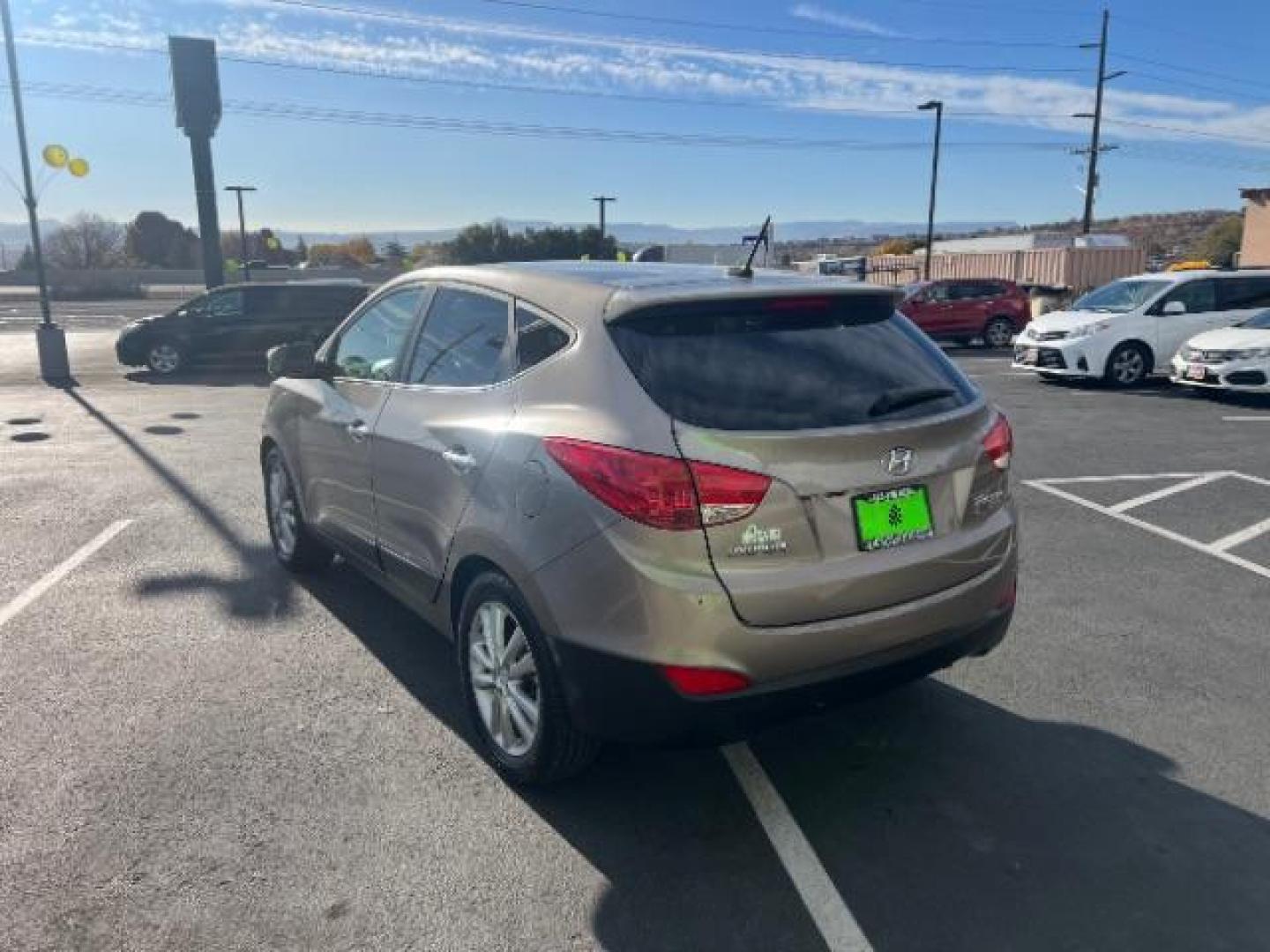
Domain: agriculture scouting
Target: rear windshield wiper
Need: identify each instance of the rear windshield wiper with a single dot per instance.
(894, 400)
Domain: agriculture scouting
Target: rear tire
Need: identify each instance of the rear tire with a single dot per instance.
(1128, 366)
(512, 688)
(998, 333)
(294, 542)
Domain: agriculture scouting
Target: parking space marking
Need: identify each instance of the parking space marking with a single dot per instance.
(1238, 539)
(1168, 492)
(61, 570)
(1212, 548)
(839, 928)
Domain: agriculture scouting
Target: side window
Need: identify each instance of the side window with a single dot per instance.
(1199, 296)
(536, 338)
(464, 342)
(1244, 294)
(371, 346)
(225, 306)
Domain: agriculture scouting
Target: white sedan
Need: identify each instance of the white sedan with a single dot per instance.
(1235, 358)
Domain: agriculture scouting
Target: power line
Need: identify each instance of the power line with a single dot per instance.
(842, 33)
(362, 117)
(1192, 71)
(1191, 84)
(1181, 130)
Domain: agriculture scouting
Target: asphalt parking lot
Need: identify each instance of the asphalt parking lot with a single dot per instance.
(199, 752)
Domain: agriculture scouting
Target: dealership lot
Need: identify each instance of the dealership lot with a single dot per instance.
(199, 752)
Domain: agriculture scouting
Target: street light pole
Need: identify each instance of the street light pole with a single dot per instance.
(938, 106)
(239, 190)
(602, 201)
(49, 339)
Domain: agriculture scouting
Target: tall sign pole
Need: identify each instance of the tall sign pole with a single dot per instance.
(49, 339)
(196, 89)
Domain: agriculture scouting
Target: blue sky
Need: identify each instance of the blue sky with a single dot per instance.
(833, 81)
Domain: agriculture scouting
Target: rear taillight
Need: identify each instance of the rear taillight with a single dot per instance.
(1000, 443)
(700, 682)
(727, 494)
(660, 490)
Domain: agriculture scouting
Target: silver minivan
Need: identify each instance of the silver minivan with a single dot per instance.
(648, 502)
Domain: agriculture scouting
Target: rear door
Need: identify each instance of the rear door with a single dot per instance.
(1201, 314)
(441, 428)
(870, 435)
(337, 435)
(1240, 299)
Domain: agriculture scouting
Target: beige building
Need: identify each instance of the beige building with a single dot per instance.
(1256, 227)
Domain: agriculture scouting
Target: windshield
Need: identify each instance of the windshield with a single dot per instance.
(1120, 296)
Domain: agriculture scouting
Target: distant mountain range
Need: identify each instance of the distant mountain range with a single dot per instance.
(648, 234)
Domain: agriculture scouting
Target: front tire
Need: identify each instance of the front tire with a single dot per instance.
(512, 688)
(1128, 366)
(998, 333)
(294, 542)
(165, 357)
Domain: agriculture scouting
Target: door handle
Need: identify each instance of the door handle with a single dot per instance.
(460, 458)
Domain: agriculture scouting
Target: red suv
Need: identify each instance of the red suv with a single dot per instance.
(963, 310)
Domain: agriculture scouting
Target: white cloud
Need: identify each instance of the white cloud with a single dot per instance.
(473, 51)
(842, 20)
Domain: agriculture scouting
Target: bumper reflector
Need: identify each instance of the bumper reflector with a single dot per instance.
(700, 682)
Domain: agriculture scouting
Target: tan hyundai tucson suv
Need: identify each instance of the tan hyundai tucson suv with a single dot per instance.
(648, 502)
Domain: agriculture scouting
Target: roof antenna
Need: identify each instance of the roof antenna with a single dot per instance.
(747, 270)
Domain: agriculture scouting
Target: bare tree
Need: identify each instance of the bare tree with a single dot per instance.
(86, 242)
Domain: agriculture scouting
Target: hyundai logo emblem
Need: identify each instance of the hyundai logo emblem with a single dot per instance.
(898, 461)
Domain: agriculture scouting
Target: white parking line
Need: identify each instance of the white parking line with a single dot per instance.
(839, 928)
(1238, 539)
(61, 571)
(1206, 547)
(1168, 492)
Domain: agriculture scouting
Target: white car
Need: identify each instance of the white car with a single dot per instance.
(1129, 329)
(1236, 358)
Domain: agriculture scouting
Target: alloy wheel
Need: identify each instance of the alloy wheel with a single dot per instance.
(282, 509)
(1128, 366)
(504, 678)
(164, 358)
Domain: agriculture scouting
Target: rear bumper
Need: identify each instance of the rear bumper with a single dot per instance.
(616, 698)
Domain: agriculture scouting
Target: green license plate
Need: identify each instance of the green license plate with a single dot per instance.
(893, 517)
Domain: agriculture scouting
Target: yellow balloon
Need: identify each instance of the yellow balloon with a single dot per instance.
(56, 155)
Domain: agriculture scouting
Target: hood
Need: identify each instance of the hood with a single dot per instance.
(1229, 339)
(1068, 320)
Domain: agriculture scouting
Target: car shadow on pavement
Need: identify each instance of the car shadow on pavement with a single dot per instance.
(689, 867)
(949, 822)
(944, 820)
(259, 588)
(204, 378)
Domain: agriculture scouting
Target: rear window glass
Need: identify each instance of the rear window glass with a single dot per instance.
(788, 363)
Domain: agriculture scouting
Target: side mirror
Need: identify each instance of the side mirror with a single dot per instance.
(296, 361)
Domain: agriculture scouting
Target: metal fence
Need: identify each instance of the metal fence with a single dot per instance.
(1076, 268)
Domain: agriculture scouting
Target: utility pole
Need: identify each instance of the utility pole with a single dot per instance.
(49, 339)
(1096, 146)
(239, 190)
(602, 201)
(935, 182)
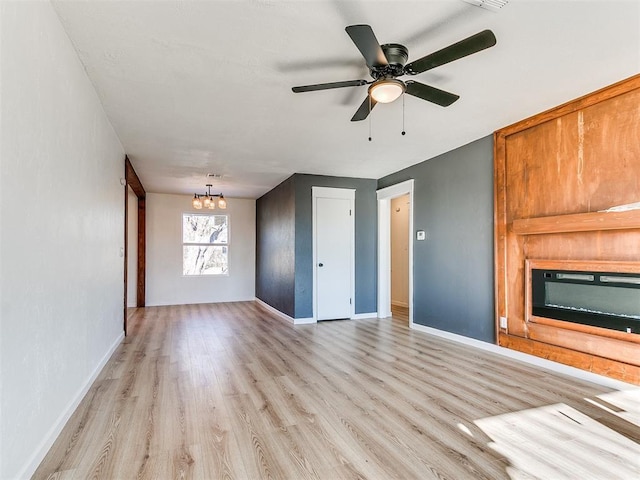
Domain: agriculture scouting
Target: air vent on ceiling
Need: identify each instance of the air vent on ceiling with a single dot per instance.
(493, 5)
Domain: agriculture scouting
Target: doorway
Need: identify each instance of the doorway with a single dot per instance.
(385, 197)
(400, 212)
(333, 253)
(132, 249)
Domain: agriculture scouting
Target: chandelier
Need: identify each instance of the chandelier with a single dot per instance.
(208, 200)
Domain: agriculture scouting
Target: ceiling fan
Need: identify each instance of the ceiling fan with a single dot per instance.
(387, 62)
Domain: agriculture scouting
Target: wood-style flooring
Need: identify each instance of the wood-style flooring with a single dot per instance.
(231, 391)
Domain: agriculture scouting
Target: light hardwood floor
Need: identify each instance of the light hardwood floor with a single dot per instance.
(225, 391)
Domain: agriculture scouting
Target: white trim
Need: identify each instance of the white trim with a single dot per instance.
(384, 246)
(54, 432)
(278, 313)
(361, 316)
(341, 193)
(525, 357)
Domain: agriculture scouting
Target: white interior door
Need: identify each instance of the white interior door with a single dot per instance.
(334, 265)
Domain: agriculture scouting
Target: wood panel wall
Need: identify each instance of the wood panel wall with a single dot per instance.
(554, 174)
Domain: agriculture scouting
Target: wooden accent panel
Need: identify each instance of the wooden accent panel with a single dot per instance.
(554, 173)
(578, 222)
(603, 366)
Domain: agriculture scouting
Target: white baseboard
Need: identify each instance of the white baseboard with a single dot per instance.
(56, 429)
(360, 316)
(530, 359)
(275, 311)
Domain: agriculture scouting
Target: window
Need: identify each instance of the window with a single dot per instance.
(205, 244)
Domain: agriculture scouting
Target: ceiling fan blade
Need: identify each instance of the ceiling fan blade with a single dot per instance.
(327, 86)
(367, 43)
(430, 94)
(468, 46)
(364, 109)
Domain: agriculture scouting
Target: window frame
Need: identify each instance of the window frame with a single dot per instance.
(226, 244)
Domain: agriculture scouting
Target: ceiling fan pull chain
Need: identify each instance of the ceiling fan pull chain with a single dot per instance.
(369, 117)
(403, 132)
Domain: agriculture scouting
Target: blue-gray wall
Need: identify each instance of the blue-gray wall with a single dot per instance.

###

> Exercise details
Repeat exactly the lines from the first line of the records above through the line containing "Target: rear taillight", both included. Leave out the pictures.

> Output for this task
Domain: agriculture scouting
Target: rear windshield wiper
Need: identify each instance of the rear windshield wiper with a single dot per instance.
(894, 400)
Domain: agriculture scouting
Target: rear tire
Need: identify each instance of the rear tire with a single dot per instance.
(1128, 366)
(512, 688)
(998, 333)
(294, 542)
Domain: agriculture scouting
Target: parking space marking
Need: identify each instance of the parking space marking with a single dot per instance.
(1238, 539)
(1168, 492)
(61, 570)
(1212, 548)
(839, 928)
Domain: agriculture scouting
Target: side window
Need: identify each instance of the side window with a single dot per instance.
(1199, 296)
(536, 338)
(464, 342)
(1244, 294)
(371, 346)
(225, 306)
Domain: agriculture scouting
Target: white sedan
Need: identify each instance of the white sedan with a single dot per instance.
(1235, 358)
Domain: agriculture scouting
Target: power line
Need: identify each instance of the power line with a single dot per instance.
(842, 33)
(362, 117)
(1192, 71)
(1191, 84)
(1181, 130)
Domain: agriculture scouting
Target: asphalt parking lot
Need: identify each instance of the asphalt parking lot with a single dot per instance.
(199, 752)
Domain: agriculture scouting
Target: dealership lot
Need: identify each instance of the dealership lot with a single dot per instance.
(199, 752)
Domain: agriculture scouting
Target: street light pole
Need: identify each instance of the street light pole with a single dot per instance.
(938, 106)
(239, 190)
(602, 201)
(49, 339)
Domain: agriculture scouting
Target: tall sign pole
Need: identify each instance of the tall sign pole with a single dot per instance.
(49, 339)
(196, 89)
Domain: agriculture scouting
Target: blue sky
Need: identify each instance of the blue sky with a single dot per instance.
(833, 81)
Domain: agriculture scouting
Target: rear taillight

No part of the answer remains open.